Reproduce each entry below exactly as it appears.

EXERCISE INPUTS:
==*==
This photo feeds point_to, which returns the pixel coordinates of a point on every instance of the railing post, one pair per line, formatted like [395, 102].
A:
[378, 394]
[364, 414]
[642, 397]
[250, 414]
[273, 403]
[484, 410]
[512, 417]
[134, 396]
==*==
ANSWER SPACE:
This photo feeds point_to, which returns the pixel coordinates of a point on every instance of the railing post, one pair per line, formatted like [395, 102].
A:
[378, 394]
[364, 414]
[642, 397]
[250, 414]
[273, 403]
[484, 410]
[512, 417]
[134, 396]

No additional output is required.